## Passage
BEGIN

October 2, 2024 ·Manufacturing

Project Status: Land Development

TYCO Redevelopment Project: PENDING

Funding: REC was approved for a $1.1 million grant and a loan totaling more than $1.7 million for the project from the Commonwealth Financing Authority through its Business in Our Sites program. The state funding assists with acquisition, site work, demolition, and stormwater management improvements.

In March 2019, demolition work began at the site of the former 55,000 square-foot Tyco Electronics plant, a vacant industrial property located in Carlisle Borough’s northwest quadrant. Tyco closed in 2009 at around the same time as two other nearby manufacturing businesses – the IAC/Masland property and Carlisle Tire & Wheel. With their closing, Carlisle saw significant job loss and a major gap in the local economy.

In response, the Carlisle Urban Redevelopment Plan was unveiled in 2013 with the hope of redeveloping this cluster of vacant and contaminated properties totaling 65 acres. These brownfield sites posed major challenges to redevelopment because they carried significant upfront costs related to demolition, stormwater management, infrastructure, and site prep.

END

## Required tasks
1. According to the Tyco redevelopment update, what four things does the state funding assist with?
2. Could you return the part of the Tyco redevelopment update that opens with the words containing "October 2, 2024" and closes with "stormwater management improvements."?
These entries come from a separate source.

Entries from a pointing dataset

BEGIN

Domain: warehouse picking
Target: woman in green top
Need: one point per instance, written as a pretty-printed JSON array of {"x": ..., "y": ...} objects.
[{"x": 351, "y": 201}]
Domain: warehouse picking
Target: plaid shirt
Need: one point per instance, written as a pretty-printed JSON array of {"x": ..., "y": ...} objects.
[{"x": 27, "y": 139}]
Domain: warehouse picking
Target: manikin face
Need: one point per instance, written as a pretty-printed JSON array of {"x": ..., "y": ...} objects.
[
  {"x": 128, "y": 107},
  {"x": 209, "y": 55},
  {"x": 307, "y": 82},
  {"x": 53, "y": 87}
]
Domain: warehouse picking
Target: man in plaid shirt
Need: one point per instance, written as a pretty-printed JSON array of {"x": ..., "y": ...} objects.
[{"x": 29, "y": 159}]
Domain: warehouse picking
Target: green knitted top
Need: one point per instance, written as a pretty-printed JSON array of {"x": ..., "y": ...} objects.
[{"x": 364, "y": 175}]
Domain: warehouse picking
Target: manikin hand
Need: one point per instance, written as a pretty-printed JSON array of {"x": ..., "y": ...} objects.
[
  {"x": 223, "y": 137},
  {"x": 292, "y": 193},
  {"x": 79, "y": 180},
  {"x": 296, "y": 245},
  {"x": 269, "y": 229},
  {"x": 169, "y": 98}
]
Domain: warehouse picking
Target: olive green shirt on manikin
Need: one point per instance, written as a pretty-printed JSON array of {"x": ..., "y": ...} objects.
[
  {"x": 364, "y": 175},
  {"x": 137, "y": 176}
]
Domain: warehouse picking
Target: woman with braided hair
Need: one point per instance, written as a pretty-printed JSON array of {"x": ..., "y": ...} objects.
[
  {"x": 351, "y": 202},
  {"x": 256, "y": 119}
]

END

## Answers to each task
1. Acquisition, site work, demolition, and stormwater management improvements.

2.
October 2, 2024 ·Manufacturing

Project Status: Land Development

TYCO Redevelopment Project: PENDING

Funding: REC was approved for a $1.1 million grant and a loan totaling more than $1.7 million for the project from the Commonwealth Financing Authority through its Business in Our Sites program. The state funding assists with acquisition, site work, demolition, and stormwater management improvements.